The 2012 season started well enough by Detroit Lions standards. Their record was just 4-4, but they had won three out of four games heading into their Nov. 11 bout against the Minnesota Vikings. Then disaster: The Lions lost 34-24 to kick off an eight-game losing streak filled with the sort of agonizing losses that have come to define the Lions in recent years.
Calvin Johnson was the team's silver lining. He set an NFL record with 1,964 yards receiving, breaking the previous mark set by Jerry Rice. He also caught just five touchdown passes despite his gaudy yardage, which served as a sober reminder of the Lions' offensive inefficiency. Detroit ranked 27th in the NFL at 17.6 yards per point. By contrast, the league leading New England Patriots needed just 12.7 yards per point last season.
The Lions seem to have the talent to be playoff contenders, but discipline issues and a pervasive losing culture have seemingly kept the team down. If they get their minds right, however, Detroit could be back in the playoffs for the second time in three seasons.
The Lions experienced plenty of attrition following the 2012 season but were able to make up for most of their losses through free agency. In some areas, they arguably upgraded.

Source records -
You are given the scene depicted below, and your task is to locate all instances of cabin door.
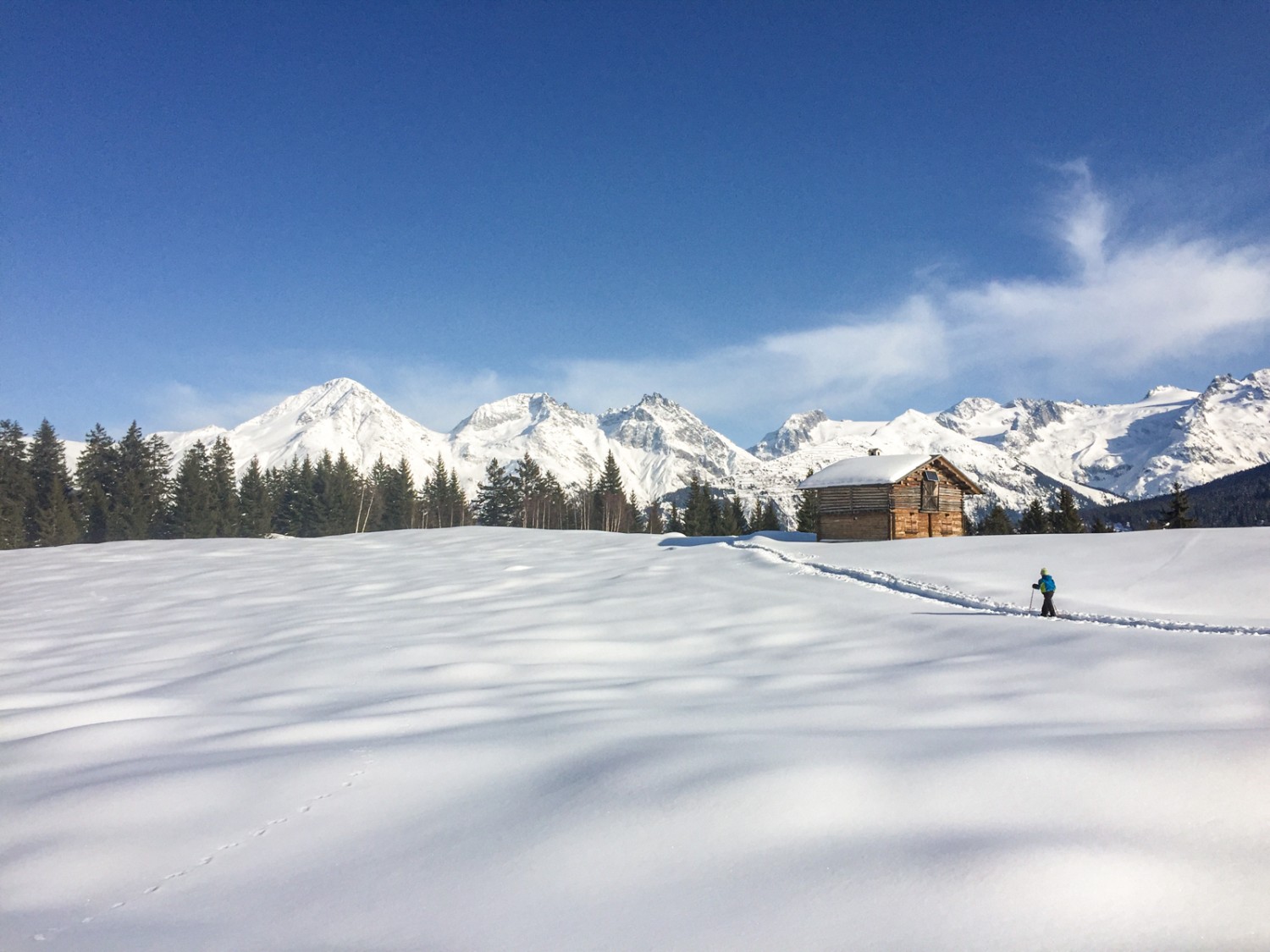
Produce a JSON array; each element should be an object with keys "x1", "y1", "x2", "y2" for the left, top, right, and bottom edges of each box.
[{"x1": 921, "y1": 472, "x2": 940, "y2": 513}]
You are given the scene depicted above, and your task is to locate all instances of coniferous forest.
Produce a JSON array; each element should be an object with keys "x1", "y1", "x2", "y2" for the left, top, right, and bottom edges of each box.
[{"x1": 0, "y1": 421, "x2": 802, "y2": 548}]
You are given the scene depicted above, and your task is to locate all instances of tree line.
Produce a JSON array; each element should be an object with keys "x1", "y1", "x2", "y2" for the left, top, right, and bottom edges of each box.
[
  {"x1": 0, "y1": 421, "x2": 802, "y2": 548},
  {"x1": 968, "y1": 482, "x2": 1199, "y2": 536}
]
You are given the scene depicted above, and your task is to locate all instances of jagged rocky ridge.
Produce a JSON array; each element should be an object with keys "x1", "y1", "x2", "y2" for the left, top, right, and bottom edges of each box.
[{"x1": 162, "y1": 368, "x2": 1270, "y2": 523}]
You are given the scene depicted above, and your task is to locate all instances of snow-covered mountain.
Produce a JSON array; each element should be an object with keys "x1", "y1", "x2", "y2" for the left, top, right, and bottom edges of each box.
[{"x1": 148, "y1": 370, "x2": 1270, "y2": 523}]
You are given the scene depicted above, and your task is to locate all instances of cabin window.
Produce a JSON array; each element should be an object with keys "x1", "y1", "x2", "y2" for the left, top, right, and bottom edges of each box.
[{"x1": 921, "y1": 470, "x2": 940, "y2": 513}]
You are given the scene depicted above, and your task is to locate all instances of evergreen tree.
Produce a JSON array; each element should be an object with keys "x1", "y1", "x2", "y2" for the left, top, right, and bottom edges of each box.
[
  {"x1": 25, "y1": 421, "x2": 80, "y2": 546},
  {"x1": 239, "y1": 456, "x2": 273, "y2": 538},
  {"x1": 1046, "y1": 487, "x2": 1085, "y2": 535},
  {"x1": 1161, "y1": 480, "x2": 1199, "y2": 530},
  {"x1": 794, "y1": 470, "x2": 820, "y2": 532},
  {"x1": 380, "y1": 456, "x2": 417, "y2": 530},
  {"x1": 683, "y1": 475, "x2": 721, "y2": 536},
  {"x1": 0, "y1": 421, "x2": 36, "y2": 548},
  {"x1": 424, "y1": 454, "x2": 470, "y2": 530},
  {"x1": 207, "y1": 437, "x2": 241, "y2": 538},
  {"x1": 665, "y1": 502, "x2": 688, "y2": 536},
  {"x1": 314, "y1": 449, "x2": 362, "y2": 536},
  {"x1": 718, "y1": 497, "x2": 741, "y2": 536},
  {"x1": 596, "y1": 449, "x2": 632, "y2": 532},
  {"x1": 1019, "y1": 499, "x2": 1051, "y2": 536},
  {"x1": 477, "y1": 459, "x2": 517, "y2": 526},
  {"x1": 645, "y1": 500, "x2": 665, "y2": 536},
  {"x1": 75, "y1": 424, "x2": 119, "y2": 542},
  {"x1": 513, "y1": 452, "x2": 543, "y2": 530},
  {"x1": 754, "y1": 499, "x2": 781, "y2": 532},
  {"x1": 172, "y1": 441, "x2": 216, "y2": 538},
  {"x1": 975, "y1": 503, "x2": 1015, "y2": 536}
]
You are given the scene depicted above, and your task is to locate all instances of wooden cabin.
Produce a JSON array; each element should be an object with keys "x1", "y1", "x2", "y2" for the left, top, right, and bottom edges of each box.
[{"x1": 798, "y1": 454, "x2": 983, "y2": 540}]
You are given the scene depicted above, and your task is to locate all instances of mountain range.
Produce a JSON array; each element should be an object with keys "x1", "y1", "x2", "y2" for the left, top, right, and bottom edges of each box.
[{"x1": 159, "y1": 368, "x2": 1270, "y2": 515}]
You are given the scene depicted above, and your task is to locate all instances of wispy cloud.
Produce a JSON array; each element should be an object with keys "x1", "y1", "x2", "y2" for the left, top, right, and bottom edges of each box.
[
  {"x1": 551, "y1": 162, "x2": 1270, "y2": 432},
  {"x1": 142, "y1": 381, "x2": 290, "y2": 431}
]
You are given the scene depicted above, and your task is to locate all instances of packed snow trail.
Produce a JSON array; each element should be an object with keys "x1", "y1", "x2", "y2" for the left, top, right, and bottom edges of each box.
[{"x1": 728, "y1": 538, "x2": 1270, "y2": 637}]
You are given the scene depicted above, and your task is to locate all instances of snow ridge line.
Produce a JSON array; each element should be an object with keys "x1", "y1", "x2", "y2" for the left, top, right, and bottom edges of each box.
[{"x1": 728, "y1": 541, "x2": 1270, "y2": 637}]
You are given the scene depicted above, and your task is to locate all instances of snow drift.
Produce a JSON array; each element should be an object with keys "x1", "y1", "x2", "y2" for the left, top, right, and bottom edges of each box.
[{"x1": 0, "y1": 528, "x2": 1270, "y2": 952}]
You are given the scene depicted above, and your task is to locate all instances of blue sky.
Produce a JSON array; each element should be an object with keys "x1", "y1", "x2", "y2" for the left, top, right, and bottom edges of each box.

---

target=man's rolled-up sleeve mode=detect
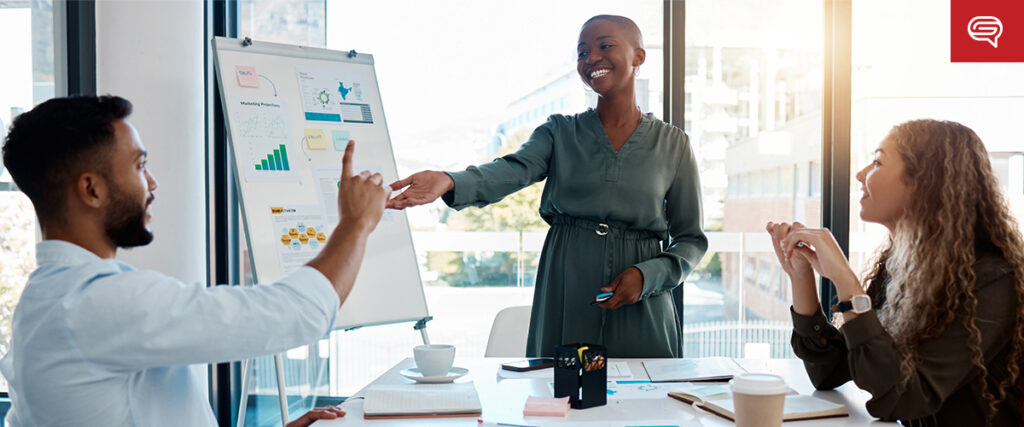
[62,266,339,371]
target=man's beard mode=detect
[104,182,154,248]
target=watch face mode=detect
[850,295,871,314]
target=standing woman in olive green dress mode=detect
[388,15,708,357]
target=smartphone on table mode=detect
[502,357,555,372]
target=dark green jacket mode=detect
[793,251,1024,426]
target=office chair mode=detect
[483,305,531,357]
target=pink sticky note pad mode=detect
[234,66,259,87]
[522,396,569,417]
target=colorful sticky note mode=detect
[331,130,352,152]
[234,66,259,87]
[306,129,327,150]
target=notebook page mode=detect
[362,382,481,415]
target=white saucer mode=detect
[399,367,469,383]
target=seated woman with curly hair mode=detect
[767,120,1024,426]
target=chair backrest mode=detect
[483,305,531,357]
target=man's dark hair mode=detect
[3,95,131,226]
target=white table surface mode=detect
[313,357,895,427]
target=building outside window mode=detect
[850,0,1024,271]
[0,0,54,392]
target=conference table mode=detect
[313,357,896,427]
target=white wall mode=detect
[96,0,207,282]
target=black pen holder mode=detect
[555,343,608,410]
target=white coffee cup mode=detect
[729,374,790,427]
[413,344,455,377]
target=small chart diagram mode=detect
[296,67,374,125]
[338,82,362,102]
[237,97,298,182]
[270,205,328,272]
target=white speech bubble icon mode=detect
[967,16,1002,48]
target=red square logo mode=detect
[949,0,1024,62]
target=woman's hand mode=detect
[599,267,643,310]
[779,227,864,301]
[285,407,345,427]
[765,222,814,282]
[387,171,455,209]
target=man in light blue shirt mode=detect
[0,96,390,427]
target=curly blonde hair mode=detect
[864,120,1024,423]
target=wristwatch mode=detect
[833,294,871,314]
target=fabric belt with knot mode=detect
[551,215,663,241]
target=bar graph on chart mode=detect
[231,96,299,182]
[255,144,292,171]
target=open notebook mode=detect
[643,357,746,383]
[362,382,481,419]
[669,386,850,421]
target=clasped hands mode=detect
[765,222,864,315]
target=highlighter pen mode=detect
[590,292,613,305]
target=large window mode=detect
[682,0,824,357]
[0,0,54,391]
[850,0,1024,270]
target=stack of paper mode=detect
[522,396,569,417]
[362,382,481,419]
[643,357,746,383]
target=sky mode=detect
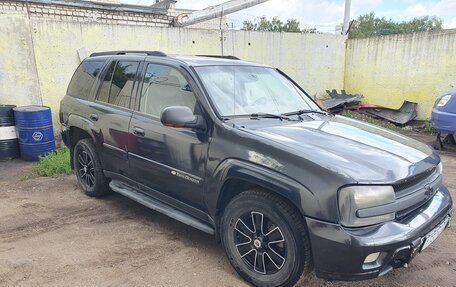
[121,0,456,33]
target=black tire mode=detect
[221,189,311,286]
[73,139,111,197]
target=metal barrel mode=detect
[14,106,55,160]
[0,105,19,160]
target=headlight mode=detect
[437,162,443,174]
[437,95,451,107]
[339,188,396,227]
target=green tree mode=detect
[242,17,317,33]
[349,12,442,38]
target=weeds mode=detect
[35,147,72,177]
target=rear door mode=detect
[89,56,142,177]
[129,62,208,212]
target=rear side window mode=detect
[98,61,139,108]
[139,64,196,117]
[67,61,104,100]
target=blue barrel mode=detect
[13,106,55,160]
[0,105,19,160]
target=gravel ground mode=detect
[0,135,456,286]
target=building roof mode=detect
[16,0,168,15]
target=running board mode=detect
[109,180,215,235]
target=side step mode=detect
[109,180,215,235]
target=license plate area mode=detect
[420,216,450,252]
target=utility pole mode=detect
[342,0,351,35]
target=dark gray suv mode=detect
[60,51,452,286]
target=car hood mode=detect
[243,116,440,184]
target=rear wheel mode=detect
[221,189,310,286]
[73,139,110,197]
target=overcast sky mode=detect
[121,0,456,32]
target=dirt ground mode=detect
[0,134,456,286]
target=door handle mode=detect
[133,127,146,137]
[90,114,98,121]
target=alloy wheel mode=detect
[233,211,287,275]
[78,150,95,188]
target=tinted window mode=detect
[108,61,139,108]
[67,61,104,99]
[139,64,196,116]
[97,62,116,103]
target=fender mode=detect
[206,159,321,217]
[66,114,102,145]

YOUR TASKS -
1. Please translate this sentence from the Lions passage into Spanish: "Calvin Johnson was the team's silver lining."
2. Answer these from the Lions passage:
(a) How many yards receiving did Calvin Johnson record?
(b) By what score did the Lions lose to the Minnesota Vikings?
(c) How did the Lions make up for most of their losses after the 2012 season?
None of the source lines is needed here.

ANSWERS FOR THE TASKS -
1. Calvin Johnson fue el lado positivo del equipo.

2.
(a) 1,964 yards
(b) 34-24
(c) Through free agency